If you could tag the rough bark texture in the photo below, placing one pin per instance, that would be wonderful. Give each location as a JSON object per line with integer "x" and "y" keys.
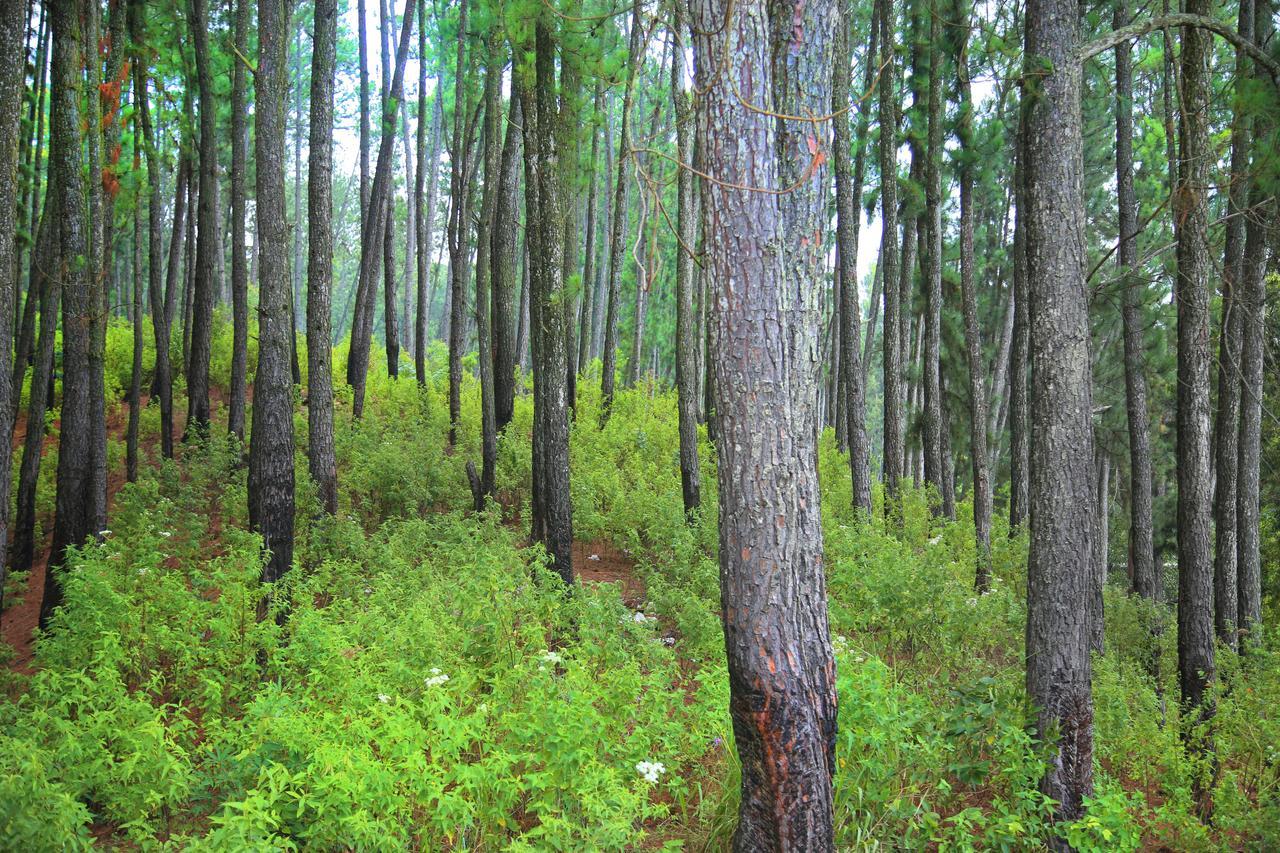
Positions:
{"x": 552, "y": 515}
{"x": 764, "y": 260}
{"x": 370, "y": 242}
{"x": 894, "y": 456}
{"x": 1252, "y": 305}
{"x": 972, "y": 332}
{"x": 270, "y": 456}
{"x": 507, "y": 215}
{"x": 320, "y": 450}
{"x": 686, "y": 325}
{"x": 1061, "y": 497}
{"x": 208, "y": 243}
{"x": 618, "y": 220}
{"x": 1194, "y": 516}
{"x": 73, "y": 514}
{"x": 240, "y": 260}
{"x": 13, "y": 56}
{"x": 849, "y": 187}
{"x": 1142, "y": 553}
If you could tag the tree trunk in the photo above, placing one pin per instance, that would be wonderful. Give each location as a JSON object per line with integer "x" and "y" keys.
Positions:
{"x": 74, "y": 510}
{"x": 849, "y": 187}
{"x": 506, "y": 354}
{"x": 320, "y": 450}
{"x": 1194, "y": 557}
{"x": 1061, "y": 489}
{"x": 1142, "y": 553}
{"x": 894, "y": 454}
{"x": 686, "y": 332}
{"x": 618, "y": 218}
{"x": 240, "y": 270}
{"x": 972, "y": 333}
{"x": 764, "y": 265}
{"x": 208, "y": 245}
{"x": 270, "y": 456}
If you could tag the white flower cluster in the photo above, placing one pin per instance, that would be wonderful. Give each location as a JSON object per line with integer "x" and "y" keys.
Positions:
{"x": 650, "y": 770}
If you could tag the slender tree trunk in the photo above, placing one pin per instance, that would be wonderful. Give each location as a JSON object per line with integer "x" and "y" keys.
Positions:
{"x": 894, "y": 454}
{"x": 1194, "y": 503}
{"x": 782, "y": 697}
{"x": 1061, "y": 497}
{"x": 1142, "y": 553}
{"x": 240, "y": 270}
{"x": 1252, "y": 305}
{"x": 208, "y": 245}
{"x": 320, "y": 450}
{"x": 972, "y": 333}
{"x": 270, "y": 456}
{"x": 686, "y": 341}
{"x": 618, "y": 218}
{"x": 848, "y": 219}
{"x": 1226, "y": 428}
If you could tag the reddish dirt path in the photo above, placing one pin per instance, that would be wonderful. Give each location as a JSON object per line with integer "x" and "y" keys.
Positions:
{"x": 18, "y": 623}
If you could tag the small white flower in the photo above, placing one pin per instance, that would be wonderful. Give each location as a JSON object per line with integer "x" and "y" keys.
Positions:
{"x": 650, "y": 770}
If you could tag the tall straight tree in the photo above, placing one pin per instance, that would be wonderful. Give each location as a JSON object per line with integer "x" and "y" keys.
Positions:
{"x": 506, "y": 354}
{"x": 848, "y": 215}
{"x": 969, "y": 295}
{"x": 208, "y": 243}
{"x": 1196, "y": 664}
{"x": 764, "y": 260}
{"x": 74, "y": 506}
{"x": 618, "y": 218}
{"x": 320, "y": 451}
{"x": 686, "y": 229}
{"x": 12, "y": 80}
{"x": 544, "y": 133}
{"x": 892, "y": 360}
{"x": 370, "y": 241}
{"x": 270, "y": 455}
{"x": 240, "y": 267}
{"x": 1061, "y": 498}
{"x": 1142, "y": 553}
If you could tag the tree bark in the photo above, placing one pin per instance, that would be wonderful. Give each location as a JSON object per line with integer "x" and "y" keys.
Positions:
{"x": 686, "y": 325}
{"x": 764, "y": 260}
{"x": 849, "y": 187}
{"x": 270, "y": 456}
{"x": 1061, "y": 489}
{"x": 240, "y": 269}
{"x": 1194, "y": 557}
{"x": 320, "y": 448}
{"x": 618, "y": 218}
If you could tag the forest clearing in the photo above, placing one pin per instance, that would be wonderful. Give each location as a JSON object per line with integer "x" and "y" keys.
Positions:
{"x": 671, "y": 424}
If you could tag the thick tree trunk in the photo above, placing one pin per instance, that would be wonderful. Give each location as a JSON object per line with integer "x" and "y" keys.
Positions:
{"x": 208, "y": 243}
{"x": 764, "y": 265}
{"x": 320, "y": 450}
{"x": 972, "y": 332}
{"x": 894, "y": 456}
{"x": 1194, "y": 518}
{"x": 849, "y": 187}
{"x": 74, "y": 510}
{"x": 240, "y": 269}
{"x": 270, "y": 456}
{"x": 686, "y": 224}
{"x": 618, "y": 218}
{"x": 1061, "y": 492}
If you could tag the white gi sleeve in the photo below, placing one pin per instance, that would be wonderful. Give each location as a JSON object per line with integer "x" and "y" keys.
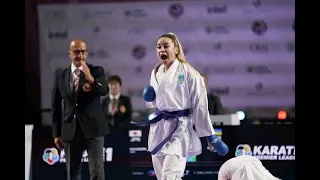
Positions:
{"x": 199, "y": 100}
{"x": 150, "y": 104}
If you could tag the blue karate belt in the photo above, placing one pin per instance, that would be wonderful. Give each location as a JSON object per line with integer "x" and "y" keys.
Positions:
{"x": 164, "y": 115}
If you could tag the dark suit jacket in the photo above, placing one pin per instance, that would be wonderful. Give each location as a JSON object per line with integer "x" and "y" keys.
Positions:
{"x": 83, "y": 106}
{"x": 122, "y": 117}
{"x": 214, "y": 105}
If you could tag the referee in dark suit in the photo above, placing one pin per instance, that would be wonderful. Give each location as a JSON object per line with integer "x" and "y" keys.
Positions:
{"x": 81, "y": 123}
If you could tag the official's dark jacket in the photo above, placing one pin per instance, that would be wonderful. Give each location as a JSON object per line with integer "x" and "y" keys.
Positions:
{"x": 83, "y": 106}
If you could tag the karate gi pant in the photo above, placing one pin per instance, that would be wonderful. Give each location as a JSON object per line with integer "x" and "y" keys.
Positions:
{"x": 169, "y": 167}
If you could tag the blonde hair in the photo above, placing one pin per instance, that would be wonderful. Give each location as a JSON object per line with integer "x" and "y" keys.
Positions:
{"x": 180, "y": 55}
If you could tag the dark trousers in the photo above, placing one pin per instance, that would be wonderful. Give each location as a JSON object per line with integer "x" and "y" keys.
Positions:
{"x": 74, "y": 149}
{"x": 120, "y": 167}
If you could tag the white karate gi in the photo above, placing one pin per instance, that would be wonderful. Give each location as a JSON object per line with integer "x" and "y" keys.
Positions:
{"x": 177, "y": 89}
{"x": 244, "y": 167}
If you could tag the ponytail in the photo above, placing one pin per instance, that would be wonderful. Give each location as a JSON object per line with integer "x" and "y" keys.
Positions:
{"x": 180, "y": 55}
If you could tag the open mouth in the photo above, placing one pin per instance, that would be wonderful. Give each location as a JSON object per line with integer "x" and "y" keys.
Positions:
{"x": 164, "y": 57}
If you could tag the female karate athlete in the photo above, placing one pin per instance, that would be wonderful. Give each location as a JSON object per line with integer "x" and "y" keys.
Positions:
{"x": 180, "y": 102}
{"x": 244, "y": 167}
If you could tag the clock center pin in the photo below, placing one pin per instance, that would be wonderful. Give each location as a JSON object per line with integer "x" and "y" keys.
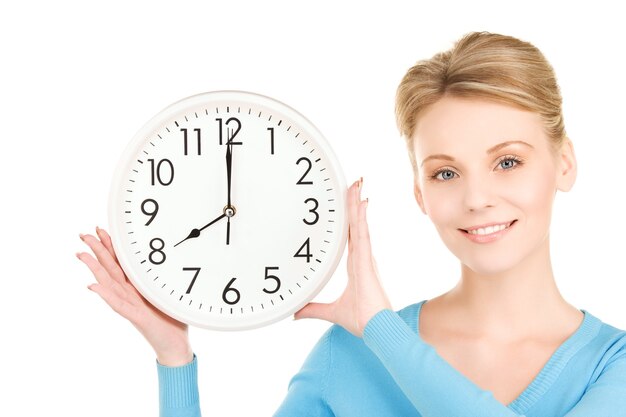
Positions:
{"x": 230, "y": 211}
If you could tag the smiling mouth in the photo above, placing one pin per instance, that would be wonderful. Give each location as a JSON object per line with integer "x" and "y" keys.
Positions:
{"x": 489, "y": 229}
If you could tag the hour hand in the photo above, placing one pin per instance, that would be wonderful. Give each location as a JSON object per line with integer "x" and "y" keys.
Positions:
{"x": 196, "y": 232}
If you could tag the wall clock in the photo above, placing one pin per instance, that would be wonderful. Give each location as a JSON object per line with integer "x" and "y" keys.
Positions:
{"x": 227, "y": 210}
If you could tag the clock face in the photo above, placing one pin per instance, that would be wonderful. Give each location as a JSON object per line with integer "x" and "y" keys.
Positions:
{"x": 227, "y": 210}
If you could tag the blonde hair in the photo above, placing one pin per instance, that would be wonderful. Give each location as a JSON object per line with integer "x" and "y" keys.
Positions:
{"x": 483, "y": 65}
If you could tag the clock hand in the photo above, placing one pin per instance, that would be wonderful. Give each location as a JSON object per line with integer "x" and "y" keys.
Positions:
{"x": 196, "y": 232}
{"x": 229, "y": 210}
{"x": 229, "y": 165}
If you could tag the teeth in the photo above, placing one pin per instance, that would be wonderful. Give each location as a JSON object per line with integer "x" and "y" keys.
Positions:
{"x": 488, "y": 230}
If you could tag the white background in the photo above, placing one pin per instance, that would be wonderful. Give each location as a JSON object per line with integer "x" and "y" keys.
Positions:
{"x": 79, "y": 79}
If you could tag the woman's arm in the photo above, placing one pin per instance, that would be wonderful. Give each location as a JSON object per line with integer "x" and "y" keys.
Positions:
{"x": 433, "y": 386}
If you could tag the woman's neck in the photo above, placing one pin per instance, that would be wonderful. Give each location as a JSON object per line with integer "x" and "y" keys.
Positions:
{"x": 520, "y": 302}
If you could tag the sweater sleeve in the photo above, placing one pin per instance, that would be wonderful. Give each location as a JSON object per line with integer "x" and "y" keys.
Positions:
{"x": 605, "y": 397}
{"x": 306, "y": 396}
{"x": 178, "y": 390}
{"x": 432, "y": 385}
{"x": 435, "y": 388}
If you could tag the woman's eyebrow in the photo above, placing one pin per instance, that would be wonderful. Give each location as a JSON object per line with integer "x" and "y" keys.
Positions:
{"x": 491, "y": 150}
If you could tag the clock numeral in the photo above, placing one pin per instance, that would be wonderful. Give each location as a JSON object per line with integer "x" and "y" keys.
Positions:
{"x": 230, "y": 137}
{"x": 271, "y": 130}
{"x": 197, "y": 130}
{"x": 193, "y": 280}
{"x": 274, "y": 277}
{"x": 305, "y": 246}
{"x": 158, "y": 250}
{"x": 164, "y": 178}
{"x": 152, "y": 213}
{"x": 301, "y": 180}
{"x": 317, "y": 216}
{"x": 231, "y": 290}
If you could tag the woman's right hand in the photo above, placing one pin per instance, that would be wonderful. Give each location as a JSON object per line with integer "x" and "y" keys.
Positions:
{"x": 167, "y": 336}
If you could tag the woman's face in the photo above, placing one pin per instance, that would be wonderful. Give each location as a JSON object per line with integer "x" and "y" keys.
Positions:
{"x": 482, "y": 164}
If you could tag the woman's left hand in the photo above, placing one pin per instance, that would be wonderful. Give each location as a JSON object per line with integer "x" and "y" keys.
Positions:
{"x": 364, "y": 295}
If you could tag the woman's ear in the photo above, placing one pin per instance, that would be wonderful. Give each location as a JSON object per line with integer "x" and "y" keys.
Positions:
{"x": 418, "y": 196}
{"x": 567, "y": 167}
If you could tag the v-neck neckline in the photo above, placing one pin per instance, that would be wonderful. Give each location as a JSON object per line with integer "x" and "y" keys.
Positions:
{"x": 587, "y": 330}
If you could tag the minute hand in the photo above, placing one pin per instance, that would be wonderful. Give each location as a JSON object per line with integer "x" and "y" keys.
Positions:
{"x": 229, "y": 166}
{"x": 196, "y": 232}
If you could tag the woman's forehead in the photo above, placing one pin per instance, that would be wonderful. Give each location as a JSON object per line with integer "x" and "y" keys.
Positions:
{"x": 463, "y": 125}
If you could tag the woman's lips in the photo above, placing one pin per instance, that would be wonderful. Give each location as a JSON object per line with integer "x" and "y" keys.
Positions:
{"x": 487, "y": 233}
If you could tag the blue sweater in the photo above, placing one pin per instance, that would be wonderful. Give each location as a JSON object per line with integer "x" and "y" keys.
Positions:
{"x": 391, "y": 371}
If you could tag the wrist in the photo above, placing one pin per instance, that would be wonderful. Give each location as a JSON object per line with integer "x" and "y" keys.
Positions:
{"x": 175, "y": 358}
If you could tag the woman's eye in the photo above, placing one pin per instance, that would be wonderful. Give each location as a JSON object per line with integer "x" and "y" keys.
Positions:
{"x": 445, "y": 175}
{"x": 508, "y": 163}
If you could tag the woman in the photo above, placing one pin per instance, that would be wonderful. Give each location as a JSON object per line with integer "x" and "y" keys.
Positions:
{"x": 486, "y": 138}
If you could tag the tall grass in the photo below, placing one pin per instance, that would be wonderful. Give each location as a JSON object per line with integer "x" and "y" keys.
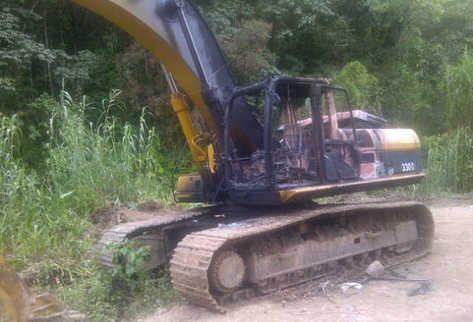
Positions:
{"x": 45, "y": 226}
{"x": 448, "y": 163}
{"x": 45, "y": 215}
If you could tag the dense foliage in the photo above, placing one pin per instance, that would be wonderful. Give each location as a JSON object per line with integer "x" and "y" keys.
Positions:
——
ABOUT THIS TASK: What lines in the entries above hold "suit"? Copy every one.

ANSWER TO THE PROBLEM:
If you could tag the dark suit jacket in the photo above, placing one pin per instance, that would be wonderful. Give each location as a JSON object per line with integer "x" and "y" keys.
If you could tag the referee in dark suit in the photo above, placing one pin per instance, that would be wonderful. Give each location as a JSON object per line with integer "x" and "y" keys.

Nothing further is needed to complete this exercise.